= Yang Diminta =
**a)** Menurut berita tentang Pengadilan Tipikor Kupang di bawah ini, berapa lama hukuman penjara yang dijatuhkan kepada Kepala Desa Runut, Petrus Kanisius?
**b)** Salin dengan persis bagian berita tentang Pengadilan Tipikor Kupang di bawah ini, mulai dari "Pengadilan Tipikor Kupang Mulai" sampai dengan "ratusan juta rupiah.", termasuk kata-kata terakhir tersebut.

Pengadilan Tipikor Kupang Mulai Diramaikan Kepala Desa
Oleh
Kornelis Kewa Ama
·4 menit baca
KUPANG, KOMPAS — Pengadilan Tindak Pidana Korupsi Kupang mulai diramaikan para kepala desa yang selama ini mengelola dana desa. Setiap hari selalu ada sidang kasus tindak pidana korupsi dana desa dengan terdakwa kepala desa dari sejumlah desa di Nusa Tenggara Timur. Selasa (27/2), dua kepala desa disidang secara beruntun di Pengadilan Tipikor Kupang karena terlibat korupsi. Kerugian negara mencapai ratusan juta rupiah.
Kepala Desa Runut, Kabupaten Sikka, Nusa Tenggara Timur (NTT), Petrus Kanisius, terdakwa kasus korupsi dana desa tahun anggaran 2016, divonis 2 tahun 6 bulan penjara di Pengadilan Tindak Pidana Korupsi Kota Kupang, Selasa. Kanisius terbukti merugikan keuangan negara senilai Rp 375 juta dari total anggaan dana desa senilai Rp 740 juta.
Sidang vonis terdakwa kasus korupsi dana desa yang berlangsung di Pengadilan Tindak Pidana Korupsi (Tipikor) Kota Kupang dipimpin Ketua Majelis Hakim Fransisca Paulina Nino. Hakim anggota Ibnu Choliq dan Gustaf Marpaung. Jaksa dari Kejaksaan Negeri Kabupaten Sikka, KB Sinaga, dan penasihat hukum Mery Soru.
Dalam sidang ini majelis hakim membacakan keterangan terdakwa, saksi-saksi, dan memperlihatkan barang bukti berupa laporan kuitansi fiktif dan laporan pertanggungjawaban fiktif. Terdakwa terbukti secara sah dan meyakinkan telah melakukan tindak pidana korupsi dana desa tahun anggaran 2016 senilai Rp 375 juta dari total anggaran dana desa senilai Rp 740 juta.
Perbuatan terdakwa tidak hanya merugikan negara, tetapi juga menghambat pembangunan dan upaya menyejahterahkan masyarakat di desa itu. Program dana desa diprioritaskan untuk meningkatkan kesejahteraan warga melalui pembangunan infrastruktur, sarana dan prasarana desa, pemberdayaan ekomomi masyarakat, dan peningkatan sumber daya manusia di desa itu.
”Setelah mempelajari semua proses persidangan dan mempertimbangkan keterangan terdakwa, saksi, dan barang bukti, terdakwa terbukti secara sah dan meyakinkan merugikan keuangan negara Rp 375 juta. Setelah melakukan berbagai pertimbangan, majelis hakim menjatuhkan hukuman 2 tahun 6 bulan penjara bagi terdakwa dan memerintahkan terdakwa membayar denda atas tindakan itu kepada negara senilai Rp 50 juta,” kata Paulina.

= Kumpulan Data =

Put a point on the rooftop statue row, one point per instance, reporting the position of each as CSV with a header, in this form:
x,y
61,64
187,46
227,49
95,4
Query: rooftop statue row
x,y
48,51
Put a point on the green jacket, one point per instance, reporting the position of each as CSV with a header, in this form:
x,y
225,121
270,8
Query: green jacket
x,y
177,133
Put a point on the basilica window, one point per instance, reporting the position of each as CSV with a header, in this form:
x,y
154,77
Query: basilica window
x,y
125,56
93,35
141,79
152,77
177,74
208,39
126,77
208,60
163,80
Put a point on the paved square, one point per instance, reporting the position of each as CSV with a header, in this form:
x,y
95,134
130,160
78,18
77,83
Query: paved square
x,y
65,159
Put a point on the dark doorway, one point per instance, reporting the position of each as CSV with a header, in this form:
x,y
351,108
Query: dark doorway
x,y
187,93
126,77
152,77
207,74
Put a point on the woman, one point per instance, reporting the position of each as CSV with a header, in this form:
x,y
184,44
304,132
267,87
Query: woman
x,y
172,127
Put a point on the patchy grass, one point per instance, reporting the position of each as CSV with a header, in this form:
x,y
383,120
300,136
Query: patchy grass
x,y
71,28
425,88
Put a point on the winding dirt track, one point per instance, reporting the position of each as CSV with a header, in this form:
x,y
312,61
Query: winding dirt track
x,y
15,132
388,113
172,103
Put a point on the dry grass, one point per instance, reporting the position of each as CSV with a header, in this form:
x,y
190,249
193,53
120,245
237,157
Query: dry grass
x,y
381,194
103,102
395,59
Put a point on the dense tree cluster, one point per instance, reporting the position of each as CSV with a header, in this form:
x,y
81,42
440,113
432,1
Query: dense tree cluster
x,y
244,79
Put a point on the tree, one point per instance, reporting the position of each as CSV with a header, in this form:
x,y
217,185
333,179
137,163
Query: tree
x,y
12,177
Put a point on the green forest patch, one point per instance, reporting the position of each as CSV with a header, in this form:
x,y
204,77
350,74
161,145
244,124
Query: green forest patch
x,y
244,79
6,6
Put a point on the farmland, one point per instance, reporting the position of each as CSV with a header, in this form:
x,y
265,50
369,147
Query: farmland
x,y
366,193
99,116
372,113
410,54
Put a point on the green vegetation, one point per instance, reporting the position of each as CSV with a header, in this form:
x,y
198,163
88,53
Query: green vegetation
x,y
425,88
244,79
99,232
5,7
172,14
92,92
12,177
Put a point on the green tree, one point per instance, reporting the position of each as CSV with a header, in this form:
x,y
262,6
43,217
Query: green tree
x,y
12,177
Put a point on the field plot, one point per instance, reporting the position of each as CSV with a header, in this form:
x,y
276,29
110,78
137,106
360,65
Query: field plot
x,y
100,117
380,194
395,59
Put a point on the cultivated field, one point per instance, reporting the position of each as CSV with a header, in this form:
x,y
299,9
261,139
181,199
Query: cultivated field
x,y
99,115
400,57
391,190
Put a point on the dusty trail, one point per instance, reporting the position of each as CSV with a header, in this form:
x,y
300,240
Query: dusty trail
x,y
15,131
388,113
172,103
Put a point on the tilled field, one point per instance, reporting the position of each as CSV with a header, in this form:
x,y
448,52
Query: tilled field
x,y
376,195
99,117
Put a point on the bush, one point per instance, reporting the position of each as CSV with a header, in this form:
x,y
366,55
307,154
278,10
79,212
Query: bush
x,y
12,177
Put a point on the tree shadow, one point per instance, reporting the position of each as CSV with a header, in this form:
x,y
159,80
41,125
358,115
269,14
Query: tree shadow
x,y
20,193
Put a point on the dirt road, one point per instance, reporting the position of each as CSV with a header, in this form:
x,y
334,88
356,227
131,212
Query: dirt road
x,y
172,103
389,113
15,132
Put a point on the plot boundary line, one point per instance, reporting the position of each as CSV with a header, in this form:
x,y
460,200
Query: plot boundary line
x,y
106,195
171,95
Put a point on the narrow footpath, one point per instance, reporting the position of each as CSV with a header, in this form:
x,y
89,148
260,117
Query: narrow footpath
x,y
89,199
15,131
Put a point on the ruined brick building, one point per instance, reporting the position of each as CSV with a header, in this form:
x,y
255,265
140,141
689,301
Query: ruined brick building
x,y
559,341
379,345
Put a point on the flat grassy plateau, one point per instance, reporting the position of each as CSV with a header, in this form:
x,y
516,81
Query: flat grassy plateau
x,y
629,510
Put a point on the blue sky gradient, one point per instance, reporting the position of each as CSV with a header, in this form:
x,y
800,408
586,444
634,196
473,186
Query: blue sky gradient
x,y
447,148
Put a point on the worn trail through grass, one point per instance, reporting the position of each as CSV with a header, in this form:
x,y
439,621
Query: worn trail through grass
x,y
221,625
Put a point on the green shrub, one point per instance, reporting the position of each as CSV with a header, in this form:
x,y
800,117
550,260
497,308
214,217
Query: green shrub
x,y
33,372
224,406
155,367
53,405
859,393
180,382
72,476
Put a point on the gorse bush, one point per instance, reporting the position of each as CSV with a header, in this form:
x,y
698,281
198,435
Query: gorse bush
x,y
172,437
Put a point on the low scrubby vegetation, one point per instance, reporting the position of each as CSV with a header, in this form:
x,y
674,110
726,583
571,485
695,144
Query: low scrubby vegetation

= Hasil Berurutan =
**a)** 2 tahun 6 bulan penjara.

**b)**
Pengadilan Tipikor Kupang Mulai Diramaikan Kepala Desa
Oleh
Kornelis Kewa Ama
·4 menit baca
KUPANG, KOMPAS — Pengadilan Tindak Pidana Korupsi Kupang mulai diramaikan para kepala desa yang selama ini mengelola dana desa. Setiap hari selalu ada sidang kasus tindak pidana korupsi dana desa dengan terdakwa kepala desa dari sejumlah desa di Nusa Tenggara Timur. Selasa (27/2), dua kepala desa disidang secara beruntun di Pengadilan Tipikor Kupang karena terlibat korupsi. Kerugian negara mencapai ratusan juta rupiah.